Задания:
[1] Верните без изменений фрагмент отрывка о По между словами «Юноша поступил так, как» и «тоже были отправлены.» включительно.
[2] Продолжите отрывок о По и его письмах, начав сразу после его последнего предложения.

К письму По приложил и давний проспект «Stylus». Он был извлечен из небытия — смахнув пыль, поэт и его отправил в Иллинойс.

Ситуация с журналами между тем ухудшалась. В то время когда на столе у По лежало письмо от Паттерсона и он обдумывал свой ответ, он писал Анни:

«Я [в последние дни] испытал одно разочарование за другим. Прежде всего обанкротился „Columbian Magazine“, потом „Union“ (уничтожив главные мои расчеты); потом „Whig Review“ должен был прекратить подписку — затем „Democratic“, потом (из-за угнетения и наглости) я вынужден был поссориться окончательно с…; и потом, в довершение всего, „[Flag of Our Union]“ (от какового журнала я ожидал так много и заключил с ним при этом правильный договор о десяти долларах в неделю в течение года) обратился к своим корреспондентам с циркуляром, сообщая о своей бедности и отклоняя дальнейший прием каких-либо статей… А еще „С. л. мессенджер“, который должен мне изрядную сумму, не может ее уплатить, и я теперь целиком завишу от Сартейна и Грэма, причем оба чрезвычайно ненадежны»[415].

Что же тут удивляться просьбе о займе, с которой поэт обратился к Паттерсону:

«Сомневаюсь, что смогу покрыть текущие расходы, связанные с предполагаемым лекционным туром… поскольку я не обременен деньгами (каков этот нищий чертяка-автор?), то вынужден обратиться с просьбой предоставить мне половину суммы, необходимой для начала, — что-то около 100 долларов. В связи с этим, пожалуйста, вложите 50 долларов в конверт с вашим ответом, который я буду ждать в Ричмонде».

Юноша поступил так, как его попросил писатель, и уже 7 июня отправил письмо в Ричмонд, в котором соглашался совершить поездку в Нью-Йорк и там («в июле или августе») подписать соглашение. Деньги, разумеется, тоже были отправлены.

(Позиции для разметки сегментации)
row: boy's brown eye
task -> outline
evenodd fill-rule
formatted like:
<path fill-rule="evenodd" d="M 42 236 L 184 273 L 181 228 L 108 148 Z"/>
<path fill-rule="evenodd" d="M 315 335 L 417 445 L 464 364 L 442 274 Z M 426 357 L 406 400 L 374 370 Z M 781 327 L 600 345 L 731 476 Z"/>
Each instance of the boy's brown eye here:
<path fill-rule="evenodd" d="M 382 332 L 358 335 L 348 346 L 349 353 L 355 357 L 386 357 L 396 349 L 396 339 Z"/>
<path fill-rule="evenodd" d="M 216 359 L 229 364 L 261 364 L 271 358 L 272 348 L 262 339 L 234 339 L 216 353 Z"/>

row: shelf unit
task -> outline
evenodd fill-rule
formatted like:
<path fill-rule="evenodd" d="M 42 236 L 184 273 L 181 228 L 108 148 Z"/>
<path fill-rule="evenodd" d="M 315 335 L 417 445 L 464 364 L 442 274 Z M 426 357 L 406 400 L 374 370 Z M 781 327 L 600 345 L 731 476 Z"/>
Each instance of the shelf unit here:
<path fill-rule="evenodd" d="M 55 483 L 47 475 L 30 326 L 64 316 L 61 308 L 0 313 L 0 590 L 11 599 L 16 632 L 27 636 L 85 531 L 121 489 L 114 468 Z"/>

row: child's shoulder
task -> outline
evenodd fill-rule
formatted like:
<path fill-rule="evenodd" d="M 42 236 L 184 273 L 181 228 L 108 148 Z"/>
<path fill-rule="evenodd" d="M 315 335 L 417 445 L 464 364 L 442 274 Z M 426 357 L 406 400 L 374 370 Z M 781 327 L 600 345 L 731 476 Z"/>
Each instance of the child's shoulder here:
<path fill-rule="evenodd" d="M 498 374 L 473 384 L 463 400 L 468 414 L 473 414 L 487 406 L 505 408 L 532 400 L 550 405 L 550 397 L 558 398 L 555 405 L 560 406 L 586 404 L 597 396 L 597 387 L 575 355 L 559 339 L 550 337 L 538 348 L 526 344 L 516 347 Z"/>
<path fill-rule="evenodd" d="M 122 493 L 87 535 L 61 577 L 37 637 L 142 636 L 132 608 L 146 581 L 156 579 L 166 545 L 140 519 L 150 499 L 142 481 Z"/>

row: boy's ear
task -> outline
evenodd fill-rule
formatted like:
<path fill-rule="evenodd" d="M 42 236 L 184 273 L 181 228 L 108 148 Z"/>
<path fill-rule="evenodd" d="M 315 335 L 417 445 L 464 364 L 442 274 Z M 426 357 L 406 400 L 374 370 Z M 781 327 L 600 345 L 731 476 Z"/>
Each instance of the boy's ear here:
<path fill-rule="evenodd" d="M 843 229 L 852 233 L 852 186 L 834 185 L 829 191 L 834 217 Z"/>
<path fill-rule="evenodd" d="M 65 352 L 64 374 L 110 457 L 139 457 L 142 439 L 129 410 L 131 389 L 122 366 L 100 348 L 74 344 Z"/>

Ответы к упражнению:
[1]
Юноша поступил так, как его попросил писатель, и уже 7 июня отправил письмо в Ричмонд, в котором соглашался совершить поездку в Нью-Йорк и там («в июле или августе») подписать соглашение. Деньги, разумеется, тоже были отправлены.

[2]
В конце мая — начале июня около десяти дней Эдгар По провел в обществе Анни и ее семьи в их доме в предместье Лоуэлла. Нет достоверных сведений о том, состоялись ли его лекции. Зато есть сведения о фотографическом портрете писателя. Точнее, о двух: один после смерти поэта оказался у Анни, а другой известен как дагеротип «Стеллы».

Анни Ричмонд — будто предчувствуя, что более они не увидятся? — настояла, чтобы Э. По съездил с нею в Лоуэлл. Там она отвела поэта в мастерскую, где и был сделан портрет. С одной пластины сделали отпечаток для нее. Другую она отдала Эдгару По.

Естественно, По рассказал Анни о своих планах. Но 16 июня еще находился в Фордхэме и отправил ей письмо — самое последнее. Он писал:

«Вы просили меня, чтобы я написал вам перед тем, как я выеду в Ричмонд, а я должен был выехать в прошлый понедельник (11-го) — таким образом, быть может, вы думаете, что я уже уехал, не написав и не сказав „прощайте“ — но, поистине, Анни, я не мог так поступить. Дело в том, что, с тех пор как я написал, я каждый день готов был уехать — и, таким образом, откладывал новое письмо до последней минуты — но меня ждало разочарование — и я не могу более удержаться от того, чтобы не послать вам хоть несколько строк, показать вам, почему я так долго молчал. Когда я могу теперь уехать, это недостоверно — но, быть может, я могу уехать завтра или через день — все зависит от обстоятельств, находящихся вне моего контроля…»[416]

Тогда он не уехал — ни «завтра», ни «через день». «Обстоятельств», о которых упоминает поэт, было по меньшей мере два. Первое связано с нездоровьем. По возвращении из Лоуэлла Э. По заболел. Что это было? Достоверных сведений нет. Но скорее всего, то был очередной приступ полного упадка сил. Ухаживала за ним — как всегда, самоотверженно и с любовью — его «Мадди».

Вторая причина — безденежье. В связи с крушением журналов поступления почти иссякли. Разве что продолжал платить «Сауферн литерари мессенджер» — за «Маргиналии» (с апреля по июль выпуски XIII–XVI печатались в журнале). Но этих крайне скудных средств не хватало. Зная, что Паттерсон вложил 50 долларов в письмо, адресованное ему и дожидавшееся его в Ричмонде, По вынужден был обратиться к Джону Р. Томпсону, чтобы тот переслал письмо в Фордхэм. Что последний и сделал.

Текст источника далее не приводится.